_Les données_
* * * * *

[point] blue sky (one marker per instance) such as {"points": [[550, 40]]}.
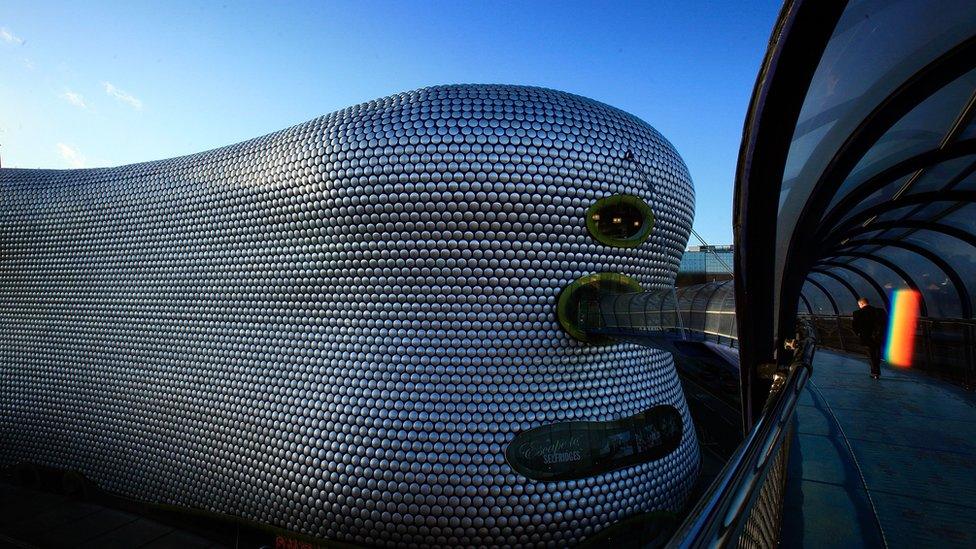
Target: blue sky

* * * * *

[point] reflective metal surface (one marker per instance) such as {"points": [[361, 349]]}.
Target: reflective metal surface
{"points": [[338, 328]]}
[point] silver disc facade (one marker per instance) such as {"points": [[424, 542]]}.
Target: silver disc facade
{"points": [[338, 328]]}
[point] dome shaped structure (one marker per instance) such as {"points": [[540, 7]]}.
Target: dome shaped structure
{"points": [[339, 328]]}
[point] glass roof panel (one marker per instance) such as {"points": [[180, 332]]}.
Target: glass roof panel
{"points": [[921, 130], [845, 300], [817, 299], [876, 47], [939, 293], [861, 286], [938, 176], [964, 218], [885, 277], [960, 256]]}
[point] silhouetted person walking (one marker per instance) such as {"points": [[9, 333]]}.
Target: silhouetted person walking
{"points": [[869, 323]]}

* * * * *

_Travail à faire_
Extrayez telles quelles les lignes en commençant par celle qui contient « [point] blue sky » et en terminant par celle qui contient « Target: blue sky », ces deux lignes comprises. N'incluez pas les images dans votre réponse.

_Réponse_
[point] blue sky (one marker per instance) such as {"points": [[550, 40]]}.
Target: blue sky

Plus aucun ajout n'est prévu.